Requirements: Turn every line of the entries below into a Markdown table with the columns "Row" and "Entry line," numbering the rows in order and skipping blank lines. Leave the pictures out.

Coordinate annotation entries
• • • •
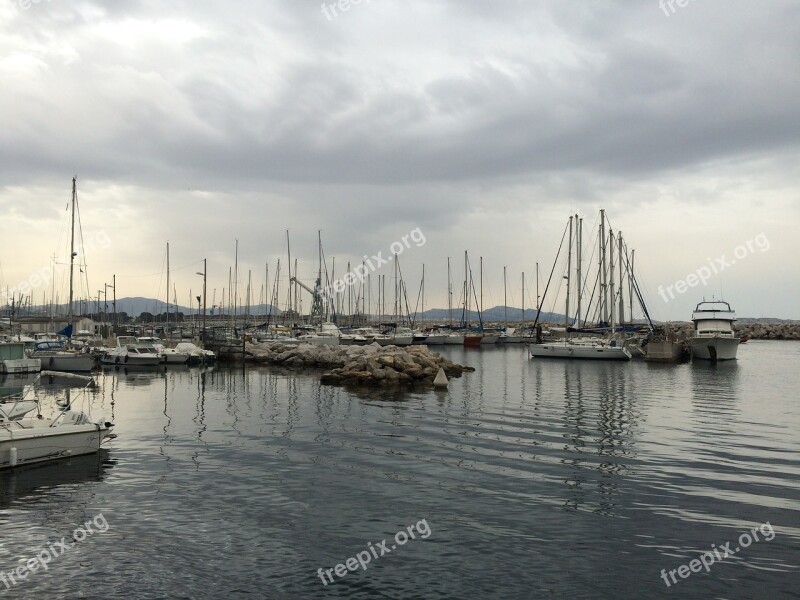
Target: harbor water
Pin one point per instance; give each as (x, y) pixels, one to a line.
(525, 479)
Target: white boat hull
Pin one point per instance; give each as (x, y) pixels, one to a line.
(20, 365)
(132, 361)
(663, 351)
(572, 351)
(76, 363)
(395, 340)
(714, 348)
(320, 340)
(40, 444)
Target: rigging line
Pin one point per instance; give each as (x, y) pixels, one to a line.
(539, 310)
(160, 273)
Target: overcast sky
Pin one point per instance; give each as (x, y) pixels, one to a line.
(484, 124)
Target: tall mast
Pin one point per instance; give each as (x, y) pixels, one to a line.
(466, 291)
(423, 294)
(289, 291)
(480, 309)
(72, 251)
(621, 289)
(235, 282)
(505, 299)
(249, 291)
(602, 266)
(630, 284)
(579, 252)
(569, 269)
(166, 327)
(449, 294)
(611, 274)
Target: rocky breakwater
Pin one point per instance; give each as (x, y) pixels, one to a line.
(365, 365)
(756, 331)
• • • •
Result of the exercise:
| Row | Entry line |
|---|---|
| 1 | Target: harbor water |
| 2 | Pin one point per instance; give each as (x, y) pixels, one to a line. |
| 3 | (525, 479) |
| 4 | Target: white boat hull |
| 5 | Pin one point per instance; give each as (x, y) pixels, one to a line. |
| 6 | (20, 365) |
| 7 | (132, 361) |
| 8 | (663, 351) |
| 9 | (572, 351) |
| 10 | (76, 363) |
| 11 | (395, 340) |
| 12 | (714, 348) |
| 13 | (320, 340) |
| 14 | (40, 444) |
| 15 | Target: rigging line |
| 16 | Pin one point per instance; give each as (x, y) pixels, one to a line. |
| 17 | (539, 310) |
| 18 | (160, 273) |
| 19 | Target: overcast sky |
| 20 | Pin one point per instance; give each as (x, y) pixels, one to a line. |
| 21 | (484, 124) |
| 22 | Target: tall mast |
| 23 | Pin one point per instance; give each as (x, y) pixels, one to a line. |
| 24 | (466, 291) |
| 25 | (423, 294) |
| 26 | (289, 291) |
| 27 | (480, 309) |
| 28 | (72, 251) |
| 29 | (621, 289) |
| 30 | (235, 282) |
| 31 | (505, 299) |
| 32 | (249, 291) |
| 33 | (602, 266) |
| 34 | (630, 284) |
| 35 | (579, 252) |
| 36 | (569, 269) |
| 37 | (166, 327) |
| 38 | (449, 294) |
| 39 | (611, 274) |
| 40 | Target: rocky breakwater |
| 41 | Pin one point per instance; give each as (x, y) pixels, one to a line. |
| 42 | (365, 365) |
| 43 | (756, 331) |